This Limited Database and Software Evaluation License Agreement (the “Agreement”) is entered into as of Your download of the database and software (“Effective Date”).

This Agreement governs the download and use of the Database and Software (as defined below). Your use of the Database and Software is subject to the terms and conditions set forth in this Agreement. By installing, using, accessing or copying the Database and Software, you hereby irrevocably accept the terms and conditions of this Agreement. If you do not accept all or parts of the terms and conditions of this Agreement you cannot install, use, access nor copy the Database and Software.

Definitions

“Authorized Purpose” means any use of the Database and Software for research on the Database and Software and evaluation of the Database and Software exclusively, and academic research using the Database and Software without any commercial use. For the avoidance of doubt, a commercial use includes, but is not limited to:

development of commercial systems,
proving the efficiency of commercial systems,
training or testing of commercial systems,
using screenshots of data from the database in advertisements,
selling data from the database”

“Database” means the database which consists of:

A list of 660 short movie excerpts extracted from 100 Hollywood-like movies;
The corresponding ground truth for the 660 movie excerpts (i.e., for each excerpt, a long term-memorability score and its type – neutral typical – and the number of annotations);
Audio and video features that were extracted from the movie excerpts.

“Limited Period” means the life of the Intellectual Property Right owned by InterDigital on the Database and Software in each and every country where such Intellectual Property Right would exist.

“Intellectual Property Rights” means all copyrights, trademarks, trade secrets, patents, mask works and other intellectual property rights recognized in any jurisdiction worldwide, including all applications and registrations with respect thereto.

“Materials” means the relevant short excerpts of movies from which the Database has been built and that are provided with the Database and the Software in the only intend to ease the use of the Database and the Software.

“Software” means the software delivered by InterDigital to interact with the Database.

License

InterDigital grants Licensee a free, worldwide, non-exclusive, license on copyright owned on the Database and the Software to download, use and reproduce solely for the Authorized Purpose for the Limited Period.

Restrictions on use

Licensee shall not remove, obscure or modify any copyright, trademark or other proprietary rights notices, marks or labels contained on or within the Database or the Software, falsify or delete any author attributions, legal notices or other labels of the origin or source of the Materials.

→ **Instruction 1**
Reproduce the license agreement word for word from "This Limited Database" to "Database and Software.".
→ **Instruction 2**
According to the license agreement, how many movies supplied the 660 short excerpts in the Database?

→ **Record list**
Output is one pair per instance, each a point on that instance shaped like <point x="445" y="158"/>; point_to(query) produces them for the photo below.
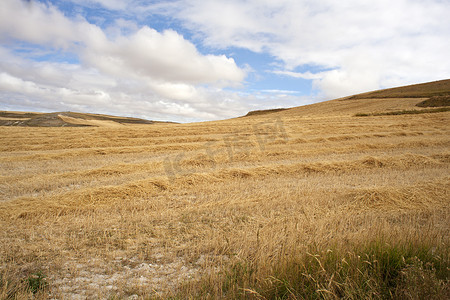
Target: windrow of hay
<point x="307" y="203"/>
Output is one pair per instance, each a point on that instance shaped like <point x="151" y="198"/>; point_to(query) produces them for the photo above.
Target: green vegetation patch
<point x="436" y="101"/>
<point x="377" y="270"/>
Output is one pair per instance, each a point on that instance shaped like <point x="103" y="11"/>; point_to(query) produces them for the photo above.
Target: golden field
<point x="306" y="203"/>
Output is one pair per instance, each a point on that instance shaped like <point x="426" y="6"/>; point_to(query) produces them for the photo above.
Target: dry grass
<point x="296" y="204"/>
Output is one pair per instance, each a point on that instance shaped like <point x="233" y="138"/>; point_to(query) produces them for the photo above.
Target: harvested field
<point x="300" y="203"/>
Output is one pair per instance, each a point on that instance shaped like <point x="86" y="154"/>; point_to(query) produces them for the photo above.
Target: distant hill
<point x="263" y="112"/>
<point x="65" y="119"/>
<point x="422" y="90"/>
<point x="411" y="97"/>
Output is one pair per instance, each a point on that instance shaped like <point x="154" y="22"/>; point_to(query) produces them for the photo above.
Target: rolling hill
<point x="311" y="202"/>
<point x="66" y="119"/>
<point x="388" y="100"/>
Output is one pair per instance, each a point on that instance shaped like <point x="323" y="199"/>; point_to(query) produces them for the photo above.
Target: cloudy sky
<point x="195" y="60"/>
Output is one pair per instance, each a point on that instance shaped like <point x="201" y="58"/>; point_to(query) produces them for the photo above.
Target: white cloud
<point x="143" y="72"/>
<point x="361" y="45"/>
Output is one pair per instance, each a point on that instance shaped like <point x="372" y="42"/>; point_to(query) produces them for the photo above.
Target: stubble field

→ **Written response 1**
This Limited Database and Software Evaluation License Agreement (the “Agreement”) is entered into as of Your download of the database and software (“Effective Date”).

This Agreement governs the download and use of the Database and Software (as defined below). Your use of the Database and Software is subject to the terms and conditions set forth in this Agreement. By installing, using, accessing or copying the Database and Software, you hereby irrevocably accept the terms and conditions of this Agreement. If you do not accept all or parts of the terms and conditions of this Agreement you cannot install, use, access nor copy the Database and Software.

→ **Written response 2**
100 Hollywood-like movies